### TO DO
The expected output is every line below, reproduced exactly.
(Beginning of GIVEN INFORMATION)
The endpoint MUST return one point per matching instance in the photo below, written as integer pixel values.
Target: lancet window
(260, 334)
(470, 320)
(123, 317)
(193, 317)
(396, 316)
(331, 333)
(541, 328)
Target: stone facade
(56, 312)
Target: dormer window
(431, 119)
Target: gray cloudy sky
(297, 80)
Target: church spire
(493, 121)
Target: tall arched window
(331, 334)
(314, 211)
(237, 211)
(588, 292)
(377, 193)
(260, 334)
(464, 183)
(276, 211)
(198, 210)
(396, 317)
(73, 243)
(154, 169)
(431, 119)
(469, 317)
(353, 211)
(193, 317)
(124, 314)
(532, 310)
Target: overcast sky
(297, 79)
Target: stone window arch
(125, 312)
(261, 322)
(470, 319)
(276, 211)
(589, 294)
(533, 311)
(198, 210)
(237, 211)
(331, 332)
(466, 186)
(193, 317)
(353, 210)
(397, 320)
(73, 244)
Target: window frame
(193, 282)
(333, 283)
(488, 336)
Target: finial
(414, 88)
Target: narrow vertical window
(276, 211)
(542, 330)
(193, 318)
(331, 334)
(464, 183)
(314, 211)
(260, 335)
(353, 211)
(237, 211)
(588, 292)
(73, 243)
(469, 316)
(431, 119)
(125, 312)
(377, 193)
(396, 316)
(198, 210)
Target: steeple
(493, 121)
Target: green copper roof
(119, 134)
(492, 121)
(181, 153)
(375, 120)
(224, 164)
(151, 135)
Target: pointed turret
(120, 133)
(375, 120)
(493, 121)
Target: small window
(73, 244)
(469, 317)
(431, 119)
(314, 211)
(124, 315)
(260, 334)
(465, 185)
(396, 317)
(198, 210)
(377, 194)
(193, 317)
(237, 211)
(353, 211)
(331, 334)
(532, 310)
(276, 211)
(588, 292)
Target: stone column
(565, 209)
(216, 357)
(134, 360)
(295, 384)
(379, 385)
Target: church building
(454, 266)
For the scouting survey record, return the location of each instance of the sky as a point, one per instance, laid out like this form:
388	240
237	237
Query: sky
(End of GIVEN INFORMATION)
### YOUR RESPONSE
The endpoint MUST return one point per matching instance in the photo below, written as integer pixel values.
Target: lancet window
(260, 334)
(470, 320)
(123, 317)
(193, 317)
(396, 316)
(331, 333)
(541, 328)
Target: stone facade
(56, 312)
Target: dormer window
(431, 119)
Target: gray cloudy sky
(297, 80)
Target: church spire
(493, 121)
Target: tall arched window
(331, 334)
(314, 211)
(237, 211)
(588, 292)
(377, 193)
(260, 334)
(464, 183)
(276, 211)
(198, 210)
(396, 317)
(73, 243)
(154, 169)
(431, 119)
(469, 317)
(353, 211)
(193, 317)
(124, 314)
(532, 310)
Target: overcast sky
(297, 79)
Target: stone window arch
(125, 312)
(261, 322)
(470, 319)
(276, 211)
(589, 294)
(533, 311)
(198, 210)
(237, 211)
(331, 332)
(466, 186)
(193, 317)
(353, 210)
(397, 320)
(73, 244)
Target: window frame
(193, 282)
(333, 283)
(488, 336)
Target: finial
(414, 88)
Target: narrow vertical window
(276, 211)
(542, 330)
(193, 318)
(331, 334)
(464, 183)
(314, 211)
(260, 335)
(353, 211)
(237, 211)
(588, 292)
(73, 243)
(469, 316)
(431, 119)
(125, 312)
(377, 193)
(396, 316)
(198, 210)
Target: steeple
(493, 121)
Target: green copper roof
(119, 134)
(492, 121)
(181, 153)
(375, 120)
(224, 164)
(151, 135)
Target: pointed turret
(120, 133)
(375, 120)
(493, 121)
Target: small window
(73, 244)
(469, 317)
(431, 119)
(314, 211)
(124, 315)
(260, 334)
(465, 185)
(396, 317)
(198, 210)
(377, 194)
(193, 317)
(237, 211)
(353, 211)
(331, 334)
(532, 310)
(276, 211)
(588, 292)
Target: stone column
(565, 209)
(216, 357)
(134, 360)
(295, 384)
(379, 385)
Target: church building
(454, 266)
For the scouting survey record, return the location of each instance of the sky as a point, one per instance, laid out like this form:
388	240
237	237
Query: sky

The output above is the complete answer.